■ What you will do ■
Look for the word "building". Copy every line of the listing where it occurs.

━━━━━━━━━━━━━━━━━━━━━━━━━━━━━━

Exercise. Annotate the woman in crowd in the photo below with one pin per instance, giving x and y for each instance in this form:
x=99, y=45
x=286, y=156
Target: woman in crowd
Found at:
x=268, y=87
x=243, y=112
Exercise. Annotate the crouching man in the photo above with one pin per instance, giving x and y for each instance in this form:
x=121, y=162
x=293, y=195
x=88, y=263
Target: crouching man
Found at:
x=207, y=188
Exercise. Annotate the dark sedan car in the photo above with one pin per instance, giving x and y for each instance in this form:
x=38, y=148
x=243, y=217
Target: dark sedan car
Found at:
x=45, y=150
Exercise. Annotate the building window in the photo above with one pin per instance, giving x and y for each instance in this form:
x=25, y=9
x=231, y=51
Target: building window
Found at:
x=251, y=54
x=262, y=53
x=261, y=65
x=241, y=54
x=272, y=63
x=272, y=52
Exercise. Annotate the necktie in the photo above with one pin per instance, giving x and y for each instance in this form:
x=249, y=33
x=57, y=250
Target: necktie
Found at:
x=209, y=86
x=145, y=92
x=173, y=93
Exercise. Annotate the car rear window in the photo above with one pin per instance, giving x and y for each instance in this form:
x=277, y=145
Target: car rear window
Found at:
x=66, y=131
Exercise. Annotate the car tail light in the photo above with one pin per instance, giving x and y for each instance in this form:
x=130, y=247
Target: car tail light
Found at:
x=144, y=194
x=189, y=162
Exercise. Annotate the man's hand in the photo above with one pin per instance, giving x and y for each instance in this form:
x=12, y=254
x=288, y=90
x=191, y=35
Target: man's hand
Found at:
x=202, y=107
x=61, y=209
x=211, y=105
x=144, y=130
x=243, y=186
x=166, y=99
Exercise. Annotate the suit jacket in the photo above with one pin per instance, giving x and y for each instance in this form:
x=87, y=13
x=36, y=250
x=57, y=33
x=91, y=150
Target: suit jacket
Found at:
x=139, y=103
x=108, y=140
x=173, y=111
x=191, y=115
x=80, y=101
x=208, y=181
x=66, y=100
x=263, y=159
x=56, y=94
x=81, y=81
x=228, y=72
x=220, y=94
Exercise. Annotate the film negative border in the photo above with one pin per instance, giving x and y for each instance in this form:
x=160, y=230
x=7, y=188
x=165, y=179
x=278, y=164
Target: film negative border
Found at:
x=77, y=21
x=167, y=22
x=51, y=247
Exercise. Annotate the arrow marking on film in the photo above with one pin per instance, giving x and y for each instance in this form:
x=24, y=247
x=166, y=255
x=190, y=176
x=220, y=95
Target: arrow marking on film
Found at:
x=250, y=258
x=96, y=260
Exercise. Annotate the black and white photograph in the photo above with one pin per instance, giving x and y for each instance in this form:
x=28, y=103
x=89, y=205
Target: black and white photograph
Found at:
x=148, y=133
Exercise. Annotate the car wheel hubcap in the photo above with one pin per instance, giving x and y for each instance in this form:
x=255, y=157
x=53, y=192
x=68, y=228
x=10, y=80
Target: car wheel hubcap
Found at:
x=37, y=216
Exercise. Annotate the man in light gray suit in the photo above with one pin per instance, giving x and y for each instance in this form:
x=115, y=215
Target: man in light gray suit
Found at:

━━━━━━━━━━━━━━━━━━━━━━━━━━━━━━

■ Answer below ■
Exercise. Annotate the building window in the photo above with one pin per instance, giving x and y for each instance in this form:
Target: building window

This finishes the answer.